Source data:
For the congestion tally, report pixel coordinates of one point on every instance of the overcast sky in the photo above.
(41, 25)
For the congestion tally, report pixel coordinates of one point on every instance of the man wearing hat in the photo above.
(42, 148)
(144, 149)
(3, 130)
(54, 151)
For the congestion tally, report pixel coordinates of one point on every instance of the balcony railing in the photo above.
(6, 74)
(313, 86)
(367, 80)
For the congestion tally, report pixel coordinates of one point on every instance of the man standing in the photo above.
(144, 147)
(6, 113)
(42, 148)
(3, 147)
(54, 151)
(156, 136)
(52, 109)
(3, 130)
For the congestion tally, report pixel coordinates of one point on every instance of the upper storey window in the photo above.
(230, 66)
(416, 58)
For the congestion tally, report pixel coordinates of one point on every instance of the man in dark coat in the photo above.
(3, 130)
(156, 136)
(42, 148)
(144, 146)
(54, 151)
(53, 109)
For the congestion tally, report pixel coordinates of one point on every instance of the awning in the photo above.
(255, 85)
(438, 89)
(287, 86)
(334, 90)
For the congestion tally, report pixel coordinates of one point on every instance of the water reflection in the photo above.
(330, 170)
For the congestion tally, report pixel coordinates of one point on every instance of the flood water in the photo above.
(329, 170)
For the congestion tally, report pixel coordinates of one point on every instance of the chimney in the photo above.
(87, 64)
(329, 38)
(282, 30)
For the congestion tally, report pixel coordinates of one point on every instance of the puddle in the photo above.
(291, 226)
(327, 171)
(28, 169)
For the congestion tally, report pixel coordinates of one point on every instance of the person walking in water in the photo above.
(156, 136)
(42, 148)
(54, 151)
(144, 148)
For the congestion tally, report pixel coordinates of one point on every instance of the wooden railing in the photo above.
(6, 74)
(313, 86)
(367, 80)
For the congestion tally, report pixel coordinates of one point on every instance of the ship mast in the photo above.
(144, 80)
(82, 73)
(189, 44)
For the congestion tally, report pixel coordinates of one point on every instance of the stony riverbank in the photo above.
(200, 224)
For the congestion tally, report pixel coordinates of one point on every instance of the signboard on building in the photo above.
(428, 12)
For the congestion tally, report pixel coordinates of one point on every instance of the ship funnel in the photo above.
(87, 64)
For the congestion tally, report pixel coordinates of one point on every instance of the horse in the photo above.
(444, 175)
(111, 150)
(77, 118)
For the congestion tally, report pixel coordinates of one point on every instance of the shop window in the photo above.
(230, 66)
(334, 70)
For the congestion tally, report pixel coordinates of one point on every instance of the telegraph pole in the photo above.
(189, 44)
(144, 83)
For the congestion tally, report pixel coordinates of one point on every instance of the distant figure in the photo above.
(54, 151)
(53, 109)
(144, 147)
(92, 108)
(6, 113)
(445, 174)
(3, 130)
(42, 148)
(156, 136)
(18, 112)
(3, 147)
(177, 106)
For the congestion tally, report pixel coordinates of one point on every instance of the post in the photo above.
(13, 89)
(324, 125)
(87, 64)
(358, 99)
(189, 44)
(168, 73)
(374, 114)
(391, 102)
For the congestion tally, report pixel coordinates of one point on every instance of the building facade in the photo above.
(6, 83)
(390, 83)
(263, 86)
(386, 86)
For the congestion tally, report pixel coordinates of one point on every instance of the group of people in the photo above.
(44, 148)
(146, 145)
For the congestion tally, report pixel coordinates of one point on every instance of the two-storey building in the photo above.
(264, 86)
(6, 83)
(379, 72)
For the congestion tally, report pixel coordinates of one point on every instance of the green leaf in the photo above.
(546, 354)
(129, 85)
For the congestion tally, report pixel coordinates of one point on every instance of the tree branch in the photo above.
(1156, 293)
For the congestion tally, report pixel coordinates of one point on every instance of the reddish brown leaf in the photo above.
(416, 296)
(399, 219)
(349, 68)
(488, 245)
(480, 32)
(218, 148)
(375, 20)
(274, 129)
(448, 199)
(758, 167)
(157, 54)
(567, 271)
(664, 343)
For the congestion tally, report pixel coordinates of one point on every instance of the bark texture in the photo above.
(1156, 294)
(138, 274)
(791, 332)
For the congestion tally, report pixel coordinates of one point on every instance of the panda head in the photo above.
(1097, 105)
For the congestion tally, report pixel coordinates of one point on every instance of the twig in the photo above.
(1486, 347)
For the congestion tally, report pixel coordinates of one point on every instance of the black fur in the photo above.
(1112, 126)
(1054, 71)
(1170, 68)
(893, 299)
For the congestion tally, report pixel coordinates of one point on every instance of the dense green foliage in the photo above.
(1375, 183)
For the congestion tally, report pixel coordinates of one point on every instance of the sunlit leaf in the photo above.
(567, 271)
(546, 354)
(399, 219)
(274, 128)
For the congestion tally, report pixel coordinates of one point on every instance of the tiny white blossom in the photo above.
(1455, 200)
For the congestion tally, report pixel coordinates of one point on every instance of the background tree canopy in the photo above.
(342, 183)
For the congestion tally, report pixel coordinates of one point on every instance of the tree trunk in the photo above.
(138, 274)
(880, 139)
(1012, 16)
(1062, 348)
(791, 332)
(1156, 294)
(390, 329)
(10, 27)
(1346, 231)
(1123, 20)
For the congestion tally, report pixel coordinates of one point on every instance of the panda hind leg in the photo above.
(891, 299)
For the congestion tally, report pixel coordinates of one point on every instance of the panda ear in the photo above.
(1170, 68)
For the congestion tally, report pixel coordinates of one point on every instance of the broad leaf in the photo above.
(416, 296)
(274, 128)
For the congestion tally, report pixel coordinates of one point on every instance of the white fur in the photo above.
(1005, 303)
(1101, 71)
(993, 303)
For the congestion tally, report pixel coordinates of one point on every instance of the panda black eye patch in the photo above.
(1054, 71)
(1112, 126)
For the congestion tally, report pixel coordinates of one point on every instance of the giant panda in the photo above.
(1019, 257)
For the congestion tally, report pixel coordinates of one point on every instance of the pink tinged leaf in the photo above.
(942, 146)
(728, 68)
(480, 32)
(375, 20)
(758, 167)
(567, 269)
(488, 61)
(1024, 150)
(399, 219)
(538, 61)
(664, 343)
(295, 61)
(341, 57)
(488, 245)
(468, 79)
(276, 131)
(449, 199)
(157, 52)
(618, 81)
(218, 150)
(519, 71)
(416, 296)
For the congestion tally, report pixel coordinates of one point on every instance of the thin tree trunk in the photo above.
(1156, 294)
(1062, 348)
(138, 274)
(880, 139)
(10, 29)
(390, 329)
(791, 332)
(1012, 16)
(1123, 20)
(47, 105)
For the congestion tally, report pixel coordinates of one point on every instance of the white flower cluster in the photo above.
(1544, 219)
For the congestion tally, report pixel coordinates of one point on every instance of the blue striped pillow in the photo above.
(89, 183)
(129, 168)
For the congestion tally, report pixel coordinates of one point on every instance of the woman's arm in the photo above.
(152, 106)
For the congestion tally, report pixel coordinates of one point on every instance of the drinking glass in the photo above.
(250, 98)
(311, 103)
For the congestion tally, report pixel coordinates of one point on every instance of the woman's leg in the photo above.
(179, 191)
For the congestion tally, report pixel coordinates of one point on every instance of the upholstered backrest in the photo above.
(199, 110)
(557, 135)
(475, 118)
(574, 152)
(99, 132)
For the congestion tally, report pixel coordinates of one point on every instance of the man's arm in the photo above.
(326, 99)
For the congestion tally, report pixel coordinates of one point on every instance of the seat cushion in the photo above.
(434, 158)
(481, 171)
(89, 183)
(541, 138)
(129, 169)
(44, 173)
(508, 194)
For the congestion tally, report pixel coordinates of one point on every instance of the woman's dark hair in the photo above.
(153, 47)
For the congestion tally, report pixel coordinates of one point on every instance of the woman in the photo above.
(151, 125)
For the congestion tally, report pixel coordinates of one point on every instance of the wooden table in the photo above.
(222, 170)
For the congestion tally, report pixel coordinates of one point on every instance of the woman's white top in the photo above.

Exercise:
Reproduce each entry precisely, so that nothing differs from the original.

Result:
For the congestion tally, report pixel coordinates of one point on every instance of the overcast sky in the photo above.
(41, 25)
For the congestion tally, report pixel coordinates of one point on every instance of the man wearing hat in the photo above.
(42, 148)
(144, 149)
(3, 130)
(54, 151)
For the congestion tally, report pixel coordinates of one point on every instance of the balcony railing in the photo above.
(6, 74)
(313, 86)
(367, 80)
For the congestion tally, report pixel coordinates of one point on every instance of the man standing in the photo above.
(144, 147)
(6, 113)
(42, 148)
(3, 147)
(54, 151)
(156, 136)
(52, 109)
(3, 130)
For the congestion tally, report pixel coordinates of one point on every instance of the upper storey window in the photo above.
(230, 66)
(416, 58)
For the congestion tally, report pixel coordinates of one point on every instance of the man in dark coat in the photo above.
(3, 130)
(156, 136)
(42, 148)
(144, 146)
(54, 151)
(53, 109)
For the congestion tally, report pixel coordinates of one point on every instance of the awning in the photo above.
(255, 85)
(438, 89)
(287, 86)
(334, 90)
For the congestion tally, report pixel coordinates of one point on every instance of the water reflection in the photo above.
(330, 170)
For the congestion tally, report pixel coordinates of one point on every instance of the flood water in the photo above.
(329, 170)
For the congestion tally, report pixel coordinates of one point on every instance of the chimney in the photo above.
(87, 64)
(329, 38)
(282, 30)
For the congestion tally, report pixel coordinates of one point on every instance of the puddle in the photo above.
(291, 226)
(327, 171)
(28, 169)
For the congestion tally, report pixel coordinates of one point on every instance of the person walking in water in the photo above.
(156, 136)
(42, 148)
(54, 151)
(144, 148)
For the congestion tally, report pixel coordinates of one point on every instance of the wooden railing in the photo above.
(6, 74)
(313, 86)
(367, 80)
For the congestion tally, report pixel coordinates of one point on every instance of the ship mast in the photo above.
(144, 80)
(82, 73)
(189, 44)
For the congestion tally, report pixel coordinates of one point on every instance of the stony riverbank in the photo above.
(200, 224)
For the congestion tally, report pixel coordinates of one point on every instance of the signboard on building in the photo above.
(428, 12)
For the congestion tally, report pixel coordinates of one point on every instance of the ship funnel in the photo above.
(87, 64)
For the congestion tally, report pixel coordinates of one point on every instance of the horse in the photo above.
(444, 175)
(111, 150)
(77, 118)
For the congestion tally, report pixel coordinates of one point on every instance of the shop window in the photo above.
(230, 66)
(334, 70)
For the congestion tally, report pixel coordinates of one point on every instance of the telegraph pole in the photo above.
(189, 44)
(144, 83)
For the congestion tally, report pixel coordinates of one point on every instance of the distant figure in the photo above.
(54, 151)
(53, 109)
(144, 147)
(92, 108)
(6, 113)
(445, 174)
(3, 130)
(42, 148)
(156, 136)
(18, 112)
(3, 147)
(177, 106)
For the congestion tally, report pixel coordinates of one point on every instance of the post in the photo above.
(13, 89)
(324, 125)
(87, 64)
(358, 99)
(189, 44)
(168, 73)
(374, 114)
(391, 102)
For the congestion tally, report pixel coordinates of one point on every instance of the building facade in the photo above.
(6, 83)
(390, 83)
(263, 86)
(386, 86)
For the congestion tally, report pixel coordinates of one point on every instance of the group of people in the photo above.
(44, 148)
(146, 145)
For the congestion tally, report pixel coordinates of one point on every instance of the two-storey building in the photo above.
(264, 86)
(6, 83)
(379, 72)
For the congestion tally, report pixel coordinates of one point on every instance of the green leaf in the photo above.
(546, 354)
(129, 85)
For the congestion tally, report pixel coordinates of one point on every instance of the tree branch in the photo above.
(1156, 293)
For the congestion tally, report pixel coordinates of one point on every instance of the reddish brown leaf in the photo above.
(416, 296)
(399, 219)
(349, 68)
(488, 245)
(480, 32)
(218, 148)
(375, 20)
(274, 129)
(448, 199)
(758, 167)
(157, 54)
(567, 271)
(664, 343)
For the congestion tally, report pixel coordinates of one point on every instance of the bark texture in the photo above.
(1156, 294)
(138, 274)
(791, 332)
For the congestion tally, report pixel coordinates of one point on every instance of the panda head in the photo above.
(1097, 105)
For the congestion tally, report pixel coordinates of one point on every instance of the twig in the photo above.
(1486, 347)
For the congestion tally, report pixel coordinates of one point on every instance of the black fur in the photo above.
(1112, 126)
(1054, 71)
(1170, 68)
(893, 299)
For the congestion tally, report pixel coordinates of one point on every instance of the dense green foliage in the photo above.
(1375, 183)
For the congestion tally, report pixel coordinates of one point on every instance of the sunlit leaf in the photo above.
(567, 271)
(546, 354)
(399, 219)
(274, 128)
For the congestion tally, report pixel coordinates of one point on every instance of the tiny white blossom in the photo above.
(1455, 200)
For the congestion tally, report pixel coordinates of one point on every instance of the background tree canopy in the photo above.
(342, 183)
For the congestion tally, report pixel coordinates of one point on every instance of the tree trunk in the photo above.
(138, 274)
(880, 139)
(1012, 16)
(1062, 348)
(791, 332)
(1156, 294)
(390, 329)
(10, 27)
(1346, 231)
(1123, 20)
For the congestion tally, report pixel coordinates of one point on every instance of the panda hind leg in the photo above.
(891, 299)
For the congestion tally, report pixel coordinates of one point on every instance of the panda ear in the photo above.
(1170, 68)
For the congestion tally, report pixel coordinates of one point on every instance of the broad leaf in the photo above.
(416, 296)
(274, 128)
For the congestion tally, report pixel coordinates of one point on every instance of the white fur in the photo above.
(1005, 303)
(1101, 71)
(993, 303)
For the congestion tally, report pixel coordinates of one point on every instance of the panda black eye patch in the photo above.
(1054, 71)
(1112, 126)
For the congestion tally, report pixel coordinates of one point on every instance of the giant panda in the photo above.
(1019, 257)
For the congestion tally, report pixel coordinates of one point on every instance of the pink tinged leaf in the photo above.
(942, 146)
(728, 68)
(480, 32)
(375, 20)
(758, 167)
(567, 269)
(488, 61)
(1024, 150)
(399, 219)
(538, 61)
(664, 343)
(295, 61)
(341, 57)
(488, 245)
(468, 79)
(276, 131)
(449, 199)
(157, 52)
(618, 81)
(218, 150)
(519, 71)
(416, 296)
For the congestion tally, report pixel coordinates of one point on every instance of the thin tree trunk in the photo above.
(1156, 294)
(1062, 348)
(138, 274)
(880, 139)
(10, 29)
(390, 329)
(791, 332)
(1012, 16)
(1123, 20)
(47, 105)
For the congestion tally, report pixel coordinates of one point on every instance of the white flower cluster in the photo above.
(1544, 219)
For the congestion tally, report pixel coordinates of one point on every instance of the blue striped pillow in the photo above.
(89, 183)
(129, 168)
For the congestion tally, report pixel coordinates of one point on every instance of the woman's arm in the photo above.
(152, 106)
For the congestion tally, report pixel coordinates of one point on every instance of the drinking glass in the photo above.
(250, 98)
(311, 103)
For the congestion tally, report pixel coordinates of one point on every instance of the woman's leg in the photo above.
(179, 191)
For the congestion tally, report pixel coordinates of one point on every instance of the upholstered backrest in the photo above.
(199, 110)
(557, 135)
(475, 118)
(574, 152)
(99, 132)
For the congestion tally, report pixel coordinates of one point on every instance of the man's arm in the photo above.
(326, 99)
For the congestion tally, report pixel coordinates of one point on every instance of the seat cushion in the photo above.
(434, 158)
(481, 171)
(89, 183)
(541, 138)
(129, 169)
(44, 173)
(508, 194)
For the congestion tally, report pixel coordinates of one point on every instance of the woman's dark hair in the photo above.
(153, 47)
For the congestion tally, report pixel coordinates of one point on every instance of the woman in the photo above.
(151, 125)
For the congestion tally, report pixel coordinates of one point on every instance of the wooden table in the photo above.
(222, 170)
For the congestion tally, report pixel coordinates of one point on every instance of the woman's white top in the photo above.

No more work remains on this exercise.